» **Exercise details**
Extract every line from the following rows that contains the word "below".

Items from a dataset
◇ ◇ ◇

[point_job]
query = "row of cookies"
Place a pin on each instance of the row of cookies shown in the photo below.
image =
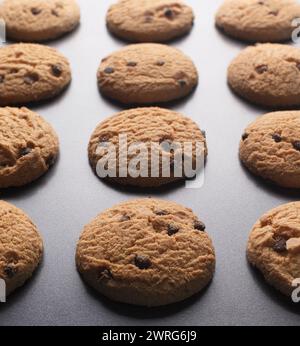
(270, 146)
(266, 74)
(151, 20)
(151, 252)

◇ ◇ ◇

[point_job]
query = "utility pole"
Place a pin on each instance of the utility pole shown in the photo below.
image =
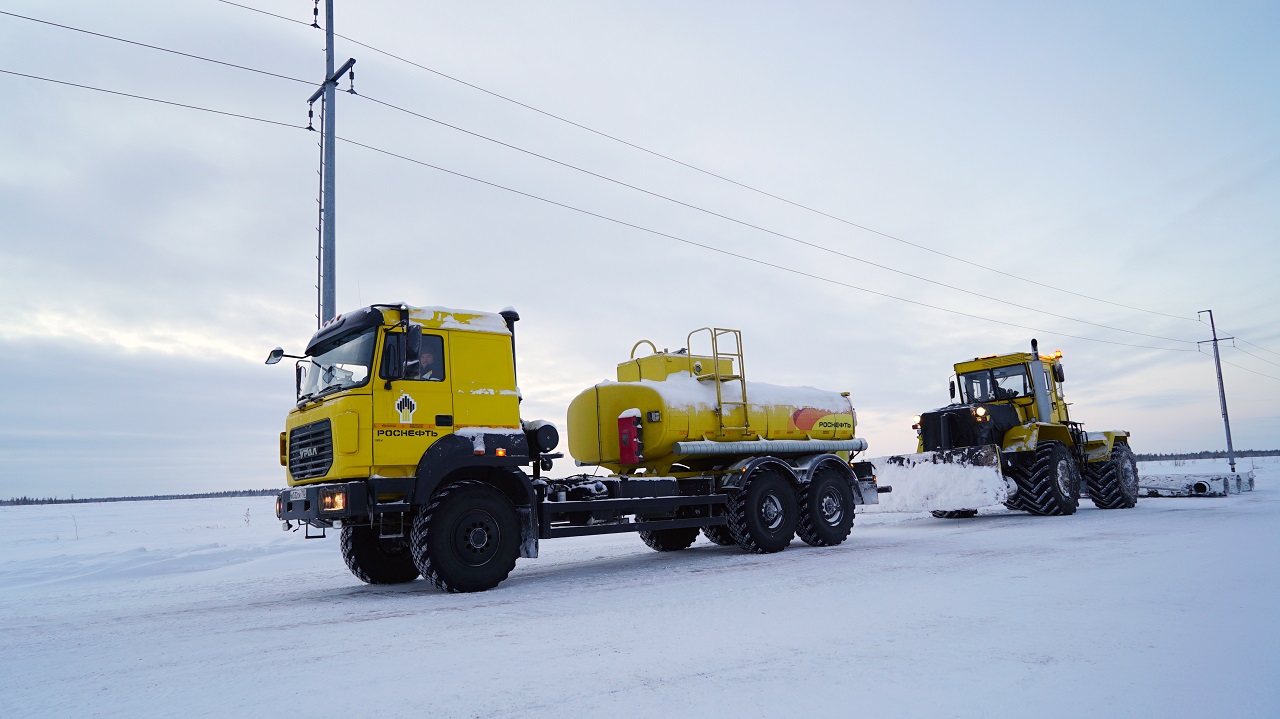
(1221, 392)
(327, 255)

◇ ◇ ◇

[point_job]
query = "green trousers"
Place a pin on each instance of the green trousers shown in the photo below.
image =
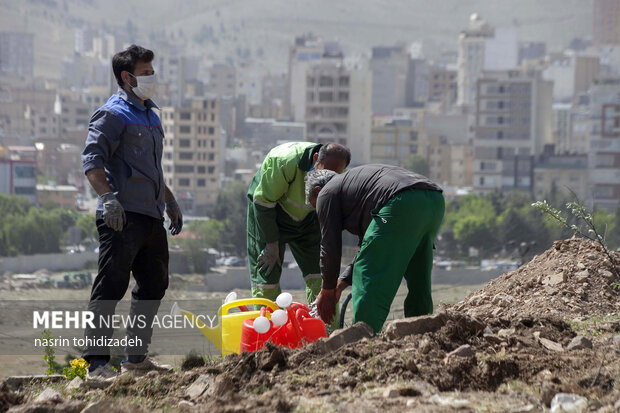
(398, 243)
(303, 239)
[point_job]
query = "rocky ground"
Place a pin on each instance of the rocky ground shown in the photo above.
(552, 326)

◇ ◇ ◇

» **Full solution**
Place a pin on each instance of the row of cookies shown in the photo below.
Place a pin on each instance of the utility pole shown in the photo below.
Place a pin on each instance of the green trousers shown in the photo below.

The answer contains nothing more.